**抜粋**
▬▬▬▬▬▬

公益財団法人東京都歴史文化財団
「東京芸術劇場コンサートオペラ」は、劇場の音響空間をよりお楽しみいただくために敢えて演奏会形式として上演を続けています。9回目を迎える今回は、オッフェンバック/喜歌劇『美しきエレーヌ』を取りあげます。
オッフェンバック/喜歌劇『美しきエレーヌ』のプロの音楽家による上演は、おそらく今回が日本では初めてとなります。通常のオペレッタでは、歌手が台詞部分も担当しますが、今回は2020年に第15回 『声優アワード』新人男優賞を受賞し、今後の活躍が期待される土屋神葉を迎え、曲間に、日本語による語りを挟みながら、劇が進行していきます。
また、この度全国共同制作オペラ『こうもり』のオルロフスキー公爵役で大絶賛を受けた藤木大地がオレステス役で、テノールの岸野裕貴がアキレ役で出演することが追加決定いたしました。

▬▬▬▬▬▬

**課題**
- A) 抜粋によれば、今回の上演で曲間の日本語による語りを担当するのは誰ですか。
- B) 『美しきエレーヌ』上演を告知する抜粋を、その最後の文に続けて書き足してください。
これに続く項目は、抜粋とは関係のない別個の資料です。

**提供資料**
▬▬▬▬▬▬

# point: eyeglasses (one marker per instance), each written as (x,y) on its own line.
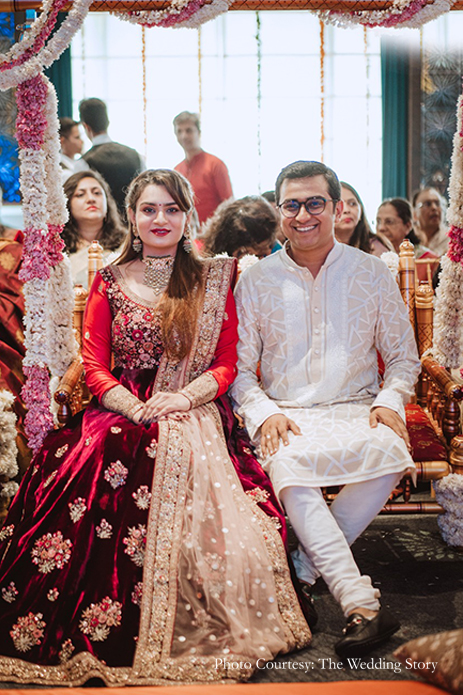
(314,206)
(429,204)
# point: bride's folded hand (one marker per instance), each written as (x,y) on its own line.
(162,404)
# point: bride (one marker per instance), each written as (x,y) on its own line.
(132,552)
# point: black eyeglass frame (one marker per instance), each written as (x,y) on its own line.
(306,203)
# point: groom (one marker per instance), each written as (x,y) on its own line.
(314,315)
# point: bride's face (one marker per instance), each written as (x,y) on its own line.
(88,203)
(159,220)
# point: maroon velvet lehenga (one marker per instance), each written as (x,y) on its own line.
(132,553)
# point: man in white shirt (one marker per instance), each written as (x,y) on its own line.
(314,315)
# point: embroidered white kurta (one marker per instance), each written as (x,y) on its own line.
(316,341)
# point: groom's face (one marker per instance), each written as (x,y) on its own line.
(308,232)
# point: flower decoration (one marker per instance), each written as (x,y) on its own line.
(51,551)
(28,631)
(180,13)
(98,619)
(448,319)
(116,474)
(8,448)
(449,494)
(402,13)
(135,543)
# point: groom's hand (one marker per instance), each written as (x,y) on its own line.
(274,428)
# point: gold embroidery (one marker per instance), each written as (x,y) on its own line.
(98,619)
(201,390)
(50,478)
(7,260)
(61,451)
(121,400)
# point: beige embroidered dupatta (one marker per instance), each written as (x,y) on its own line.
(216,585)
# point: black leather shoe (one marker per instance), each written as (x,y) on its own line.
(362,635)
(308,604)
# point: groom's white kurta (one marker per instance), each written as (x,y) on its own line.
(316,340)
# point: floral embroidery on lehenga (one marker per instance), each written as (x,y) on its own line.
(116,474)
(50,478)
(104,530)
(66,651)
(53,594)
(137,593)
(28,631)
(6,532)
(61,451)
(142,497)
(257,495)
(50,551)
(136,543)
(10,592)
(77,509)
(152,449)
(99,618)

▬▬▬▬▬▬

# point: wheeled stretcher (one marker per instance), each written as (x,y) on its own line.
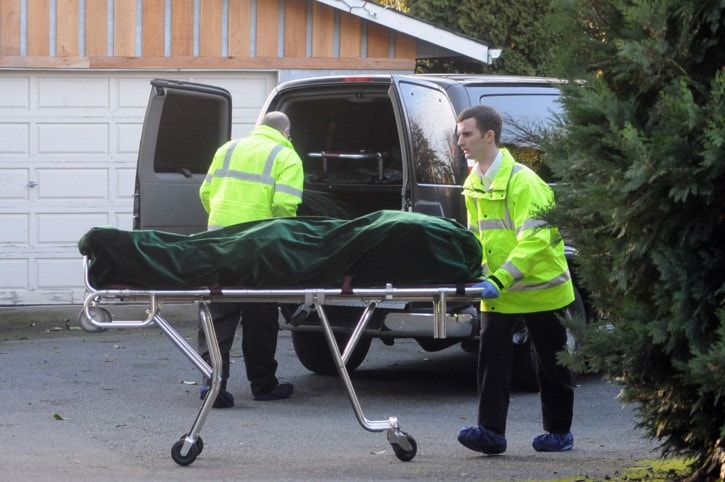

▬▬▬▬▬▬

**課題別解答**
- A) 土屋神葉です。

- B)
当劇場がお届けする本年度のオペラは、この『美しきエレーヌ』と、11月25日に開催した喜歌劇『こうもり』との2本になります。オペレッタ(喜歌劇)において『こうもり』などのヒット作を生み出したJ.シュトラウスII世にオペレッタ(喜歌劇)の作曲を薦めたのが、『美しきエレーヌ』の上演のためにウィーンを訪れていたオッフェンバック。『美しきエレーヌ』のリブレットは『こうもり』の原作『夜食』と同じ、アンリ・メイヤックとリュドヴィク・アレヴィが担当しています。
『美しきエレーヌ』は、オッフェンバックがたどり着いた「オペレッタの文法」的作品であり、ギリシャ神話、トロイア戦争の物語をパロディ化し、人妻の不倫や社会的地位のある人々の放蕩ぶりを風刺しています。1864年の初演は“伝説に残る大勝利”(byアラン・デュコー)だったといい、主役のエレーヌを演じたオルタンス・ジュネデールの人気を不動のものとしました。粋な風刺と笑いと愛の物語、それを彩る、耳なじみの良い美しい音楽。今なお欧州で愛されている理由がここにあります。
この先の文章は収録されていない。